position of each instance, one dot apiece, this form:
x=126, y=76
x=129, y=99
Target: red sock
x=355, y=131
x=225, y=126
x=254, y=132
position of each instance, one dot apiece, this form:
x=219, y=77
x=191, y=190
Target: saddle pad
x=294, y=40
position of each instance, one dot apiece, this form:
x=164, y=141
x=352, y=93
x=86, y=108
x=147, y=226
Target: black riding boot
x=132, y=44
_ _ _ _ _
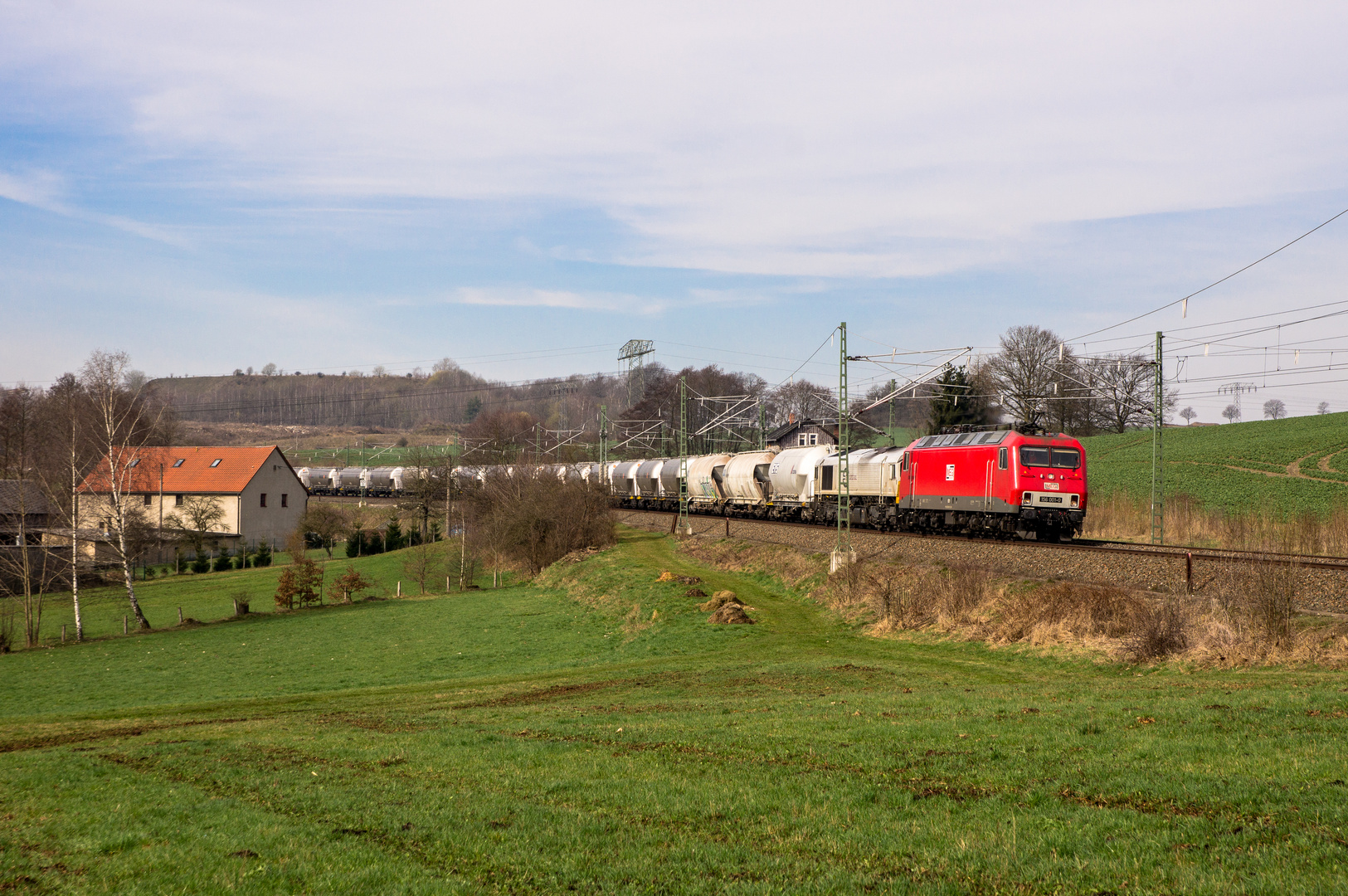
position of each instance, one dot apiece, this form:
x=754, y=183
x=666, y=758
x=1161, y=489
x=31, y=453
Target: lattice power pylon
_ _ _ _ _
Given the data above, transcribe exactly the lines from the one containing "x=754, y=183" down to the one containing "Target: lattice power pylon", and no others.

x=754, y=183
x=666, y=758
x=1161, y=489
x=31, y=453
Target: lattice power pylon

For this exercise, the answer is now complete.